▸ Given passage:
○ ○ ○

Not applicable.
This invention relates to equipment for floor maintenance machines and, in particular, to fluid supply systems for supplying cleaning fluid to a brush deck.
Floor maintenance machines or scrubbers provide a way to clean dirty floor surfaces. Typically, an operator directs a floor maintenance machine over the surface to be cleaned by steering or guiding the floor maintenance machine. With the help of a supplied cleaning fluid, an oscillating pad or rotating brushes of the floor maintenance machine can directly contact the floor surface to loosen debris that is on the surface of the floor.
The cleaning fluid is supplied to the brush deck from a clean water tank using a fluid supply system. Typically, this system involves one or more fluid lines that connect the clean water tank to the fluid outlet at the brush deck. Depending on the particular fluid supply system, there may be intermediate components which help to provide the cleaning agent to the fluid stream.

○ ○ ○

▸ Items:
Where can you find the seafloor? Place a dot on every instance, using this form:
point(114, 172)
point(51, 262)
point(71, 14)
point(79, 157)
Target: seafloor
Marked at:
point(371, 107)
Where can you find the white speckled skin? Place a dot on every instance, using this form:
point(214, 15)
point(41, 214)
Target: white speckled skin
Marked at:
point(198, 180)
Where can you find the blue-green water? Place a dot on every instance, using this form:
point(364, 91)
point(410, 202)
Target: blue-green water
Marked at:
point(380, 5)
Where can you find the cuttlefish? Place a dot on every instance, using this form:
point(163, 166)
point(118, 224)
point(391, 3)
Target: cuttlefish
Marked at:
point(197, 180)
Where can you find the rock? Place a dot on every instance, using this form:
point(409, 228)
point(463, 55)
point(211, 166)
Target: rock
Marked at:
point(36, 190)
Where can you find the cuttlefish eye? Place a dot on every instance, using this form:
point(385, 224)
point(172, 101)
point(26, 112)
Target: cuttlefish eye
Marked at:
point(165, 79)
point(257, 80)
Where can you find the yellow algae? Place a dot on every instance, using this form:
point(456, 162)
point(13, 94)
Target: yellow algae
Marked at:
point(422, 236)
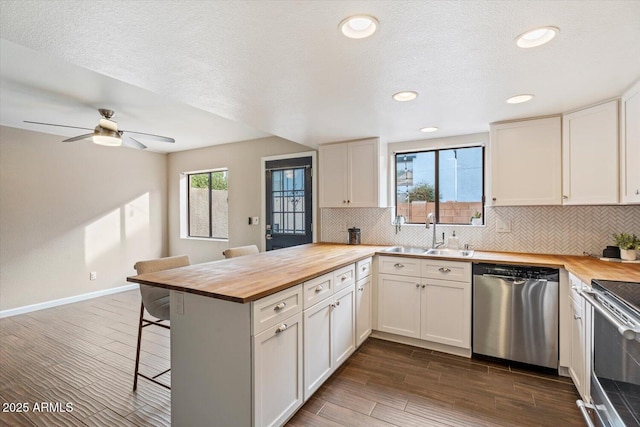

○ ○ ○

▸ Required work:
1. Reproduce verbatim the passage on floor maintenance machines from "This invention relates" up to and including "of the floor.".
2. Write the next part of the passage on floor maintenance machines, picking up after its final sentence.

▸ Answers below:
1.
This invention relates to equipment for floor maintenance machines and, in particular, to fluid supply systems for supplying cleaning fluid to a brush deck.
Floor maintenance machines or scrubbers provide a way to clean dirty floor surfaces. Typically, an operator directs a floor maintenance machine over the surface to be cleaned by steering or guiding the floor maintenance machine. With the help of a supplied cleaning fluid, an oscillating pad or rotating brushes of the floor maintenance machine can directly contact the floor surface to loosen debris that is on the surface of the floor.

2.
In many conventional fluid supply systems, the water is mixed with a soap or detergent. In such systems, the operator may measure the amount of soap or detergent directly place it in the clean water tank to mix it with the water. Alternatively, some systems may have a separate soap or detergent well and the soap or detergent may be introduced into the fluid as the fluid is transported through the fluid line.
More recently, some floor cleaning machines have replaced traditional soap-based systems with ozone-generation systems. In many cases, the water itself is processed to create ozone-containing or highly oxygenated water. Such systems are of increasing interest because they are chemical-free and the oxygenated water can have cleaning power comparable to bleach.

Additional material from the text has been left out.